***** Source data *****
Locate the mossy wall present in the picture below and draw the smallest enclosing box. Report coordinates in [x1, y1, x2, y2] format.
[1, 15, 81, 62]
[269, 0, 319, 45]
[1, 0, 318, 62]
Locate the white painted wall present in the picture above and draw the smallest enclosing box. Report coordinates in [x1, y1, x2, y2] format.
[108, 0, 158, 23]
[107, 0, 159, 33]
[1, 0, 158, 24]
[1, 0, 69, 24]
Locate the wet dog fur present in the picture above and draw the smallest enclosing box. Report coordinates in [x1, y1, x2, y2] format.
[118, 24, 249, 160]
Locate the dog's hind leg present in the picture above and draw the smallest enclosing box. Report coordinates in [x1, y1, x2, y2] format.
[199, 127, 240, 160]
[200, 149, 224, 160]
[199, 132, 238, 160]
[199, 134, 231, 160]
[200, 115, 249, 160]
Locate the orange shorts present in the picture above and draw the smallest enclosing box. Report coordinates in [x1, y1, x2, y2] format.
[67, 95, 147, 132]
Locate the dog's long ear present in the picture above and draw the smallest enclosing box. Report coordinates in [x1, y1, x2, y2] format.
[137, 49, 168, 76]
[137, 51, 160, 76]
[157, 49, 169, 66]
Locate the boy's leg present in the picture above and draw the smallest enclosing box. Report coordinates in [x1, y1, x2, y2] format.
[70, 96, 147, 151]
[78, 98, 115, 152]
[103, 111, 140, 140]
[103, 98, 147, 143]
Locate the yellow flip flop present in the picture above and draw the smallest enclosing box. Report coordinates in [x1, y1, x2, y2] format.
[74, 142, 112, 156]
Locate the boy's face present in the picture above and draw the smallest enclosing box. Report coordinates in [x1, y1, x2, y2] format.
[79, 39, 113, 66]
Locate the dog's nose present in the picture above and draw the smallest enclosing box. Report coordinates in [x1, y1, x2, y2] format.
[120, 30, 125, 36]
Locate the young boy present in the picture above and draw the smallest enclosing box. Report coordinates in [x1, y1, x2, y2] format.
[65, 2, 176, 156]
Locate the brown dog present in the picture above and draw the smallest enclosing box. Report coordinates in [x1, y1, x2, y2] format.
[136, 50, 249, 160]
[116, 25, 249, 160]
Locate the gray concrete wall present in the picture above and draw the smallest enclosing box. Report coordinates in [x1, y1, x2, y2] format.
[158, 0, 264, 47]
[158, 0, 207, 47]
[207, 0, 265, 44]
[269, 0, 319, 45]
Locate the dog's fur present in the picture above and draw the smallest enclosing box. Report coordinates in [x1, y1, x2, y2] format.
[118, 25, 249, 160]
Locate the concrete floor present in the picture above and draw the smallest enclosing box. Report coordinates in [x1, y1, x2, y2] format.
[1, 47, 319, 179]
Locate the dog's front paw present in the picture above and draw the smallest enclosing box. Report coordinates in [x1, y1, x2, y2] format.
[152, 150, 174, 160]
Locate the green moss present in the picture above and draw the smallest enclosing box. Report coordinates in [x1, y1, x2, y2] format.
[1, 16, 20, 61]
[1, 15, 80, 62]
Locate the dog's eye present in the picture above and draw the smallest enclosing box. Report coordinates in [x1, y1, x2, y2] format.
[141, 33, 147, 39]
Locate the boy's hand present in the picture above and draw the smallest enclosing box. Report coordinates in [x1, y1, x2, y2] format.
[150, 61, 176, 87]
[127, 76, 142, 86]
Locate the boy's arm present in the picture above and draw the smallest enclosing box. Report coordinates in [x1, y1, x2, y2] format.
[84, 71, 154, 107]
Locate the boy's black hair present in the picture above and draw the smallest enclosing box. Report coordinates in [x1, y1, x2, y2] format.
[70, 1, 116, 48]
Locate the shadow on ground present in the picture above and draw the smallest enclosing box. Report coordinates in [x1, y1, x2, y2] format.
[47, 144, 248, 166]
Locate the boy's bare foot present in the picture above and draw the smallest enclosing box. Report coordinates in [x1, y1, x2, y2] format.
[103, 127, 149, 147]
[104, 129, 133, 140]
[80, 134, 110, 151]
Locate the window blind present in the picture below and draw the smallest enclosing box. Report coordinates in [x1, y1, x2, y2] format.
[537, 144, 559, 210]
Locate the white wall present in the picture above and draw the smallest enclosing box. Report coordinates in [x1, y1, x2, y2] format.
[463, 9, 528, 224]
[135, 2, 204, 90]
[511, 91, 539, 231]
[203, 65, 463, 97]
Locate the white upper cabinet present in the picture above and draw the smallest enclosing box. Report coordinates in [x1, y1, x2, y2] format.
*****
### Assignment
All the entries should be written out again precisely.

### Solution for this problem
Locate the mossy wall present in the picture below and draw the smallest enclosing box. Report coordinates in [x1, y1, x2, y2] format.
[1, 15, 81, 62]
[269, 0, 319, 45]
[1, 0, 318, 62]
Locate the white painted wall present in the picture above and draw the smallest enclosing box. Report coordinates in [x1, y1, x2, y2] format.
[108, 0, 158, 23]
[107, 0, 159, 33]
[1, 0, 158, 24]
[1, 0, 69, 24]
Locate the wet dog fur present in the picture above and draw the smallest enclosing box. Report coordinates in [x1, y1, x2, y2] format.
[118, 24, 249, 160]
Locate the dog's hind leg present in the picture above and draw the smallest enclosing box. Report coordinates in [x1, y1, x2, y2] format.
[199, 127, 240, 160]
[200, 149, 224, 160]
[199, 132, 238, 160]
[199, 134, 231, 160]
[200, 115, 249, 160]
Locate the orange shorts present in the picture above and draw the smallest enclosing box. Report coordinates in [x1, y1, x2, y2] format.
[67, 95, 147, 132]
Locate the dog's long ear present in the picture above and draw the smallest enclosing box. Report coordinates in [x1, y1, x2, y2] format.
[137, 49, 168, 76]
[137, 51, 160, 76]
[157, 49, 169, 66]
Locate the boy's leg present in the picture above and draw the smallest enclosing box. Report coordinates in [x1, y1, x2, y2] format.
[70, 96, 147, 151]
[78, 98, 115, 152]
[103, 111, 140, 140]
[103, 98, 147, 143]
Locate the yellow flip flop present in the picture above and draw the smallest enclosing box. Report coordinates in [x1, y1, x2, y2] format.
[74, 142, 112, 156]
Locate the boy's face present in the picture above and draw the smallest enclosing box. Report coordinates in [x1, y1, x2, y2] format.
[79, 39, 113, 66]
Locate the dog's nose present in the picture above and draw the smallest enclosing box. Report coordinates in [x1, y1, x2, y2] format.
[120, 30, 125, 36]
Locate the young boy present in the picture above and draw the smallest enclosing box. Report coordinates in [x1, y1, x2, y2] format.
[65, 2, 176, 156]
Locate the brown dog present in the picture above and draw the smallest enclosing box. Report coordinates in [x1, y1, x2, y2] format.
[136, 50, 249, 160]
[116, 25, 249, 160]
Locate the gray concrete wall present in the picture above and draw the smallest enclosing box. Report coordinates in [x1, y1, x2, y2] format.
[158, 0, 264, 47]
[158, 0, 207, 47]
[207, 0, 265, 44]
[269, 0, 319, 45]
Locate the dog's fur present in the picture above and draw the smallest enclosing box. Report coordinates in [x1, y1, x2, y2] format.
[118, 25, 249, 160]
Locate the concrete floor present in the picture above and draw the smallest enclosing box. Report coordinates in [x1, y1, x2, y2] format.
[1, 47, 319, 179]
Locate the dog's front paw present in the picture above and draw the smallest enclosing box. Report coordinates in [x1, y1, x2, y2] format.
[152, 150, 174, 160]
Locate the green moss present in the picture above and draw the smallest enclosing box. Report coordinates in [x1, y1, x2, y2] format.
[1, 16, 20, 61]
[1, 15, 80, 62]
Locate the dog's eye present in the picture above and draw the smallest enclosing box. Report coordinates in [x1, y1, x2, y2] format.
[141, 33, 147, 39]
Locate the boy's hand present in the picture above and draw the smallest enclosing box. Report coordinates in [x1, y1, x2, y2] format.
[150, 61, 176, 87]
[127, 76, 142, 86]
Locate the boy's arm present in the picture above and draw the smallest enclosing box. Report coordinates in [x1, y1, x2, y2] format.
[84, 71, 154, 107]
Locate the boy's black hair present in the picture above and draw the smallest enclosing box. Report coordinates in [x1, y1, x2, y2] format.
[70, 1, 116, 48]
Locate the shadow on ground present in the picture above and draw the smallest enclosing box. Report coordinates in [x1, y1, x2, y2] format.
[47, 144, 248, 166]
Locate the boy's bare foot present in the picture above and draw the smallest enclosing box. Report coordinates in [x1, y1, x2, y2] format.
[103, 127, 149, 147]
[104, 129, 133, 140]
[80, 134, 110, 151]
Locate the window blind present in the picture below and draw the smallest enclosing box. Report coordinates in [x1, y1, x2, y2] format.
[537, 144, 559, 210]
Locate the white wall present in the picture above and draw the smallest enclosing box. Report coordinates in [x1, y1, x2, y2] format.
[463, 9, 528, 224]
[135, 2, 204, 90]
[511, 91, 539, 231]
[203, 65, 463, 97]
Locate the white upper cabinet present in the picture above and draw the smallest enclosing box. Report coordinates in [x1, y1, x2, y2] format.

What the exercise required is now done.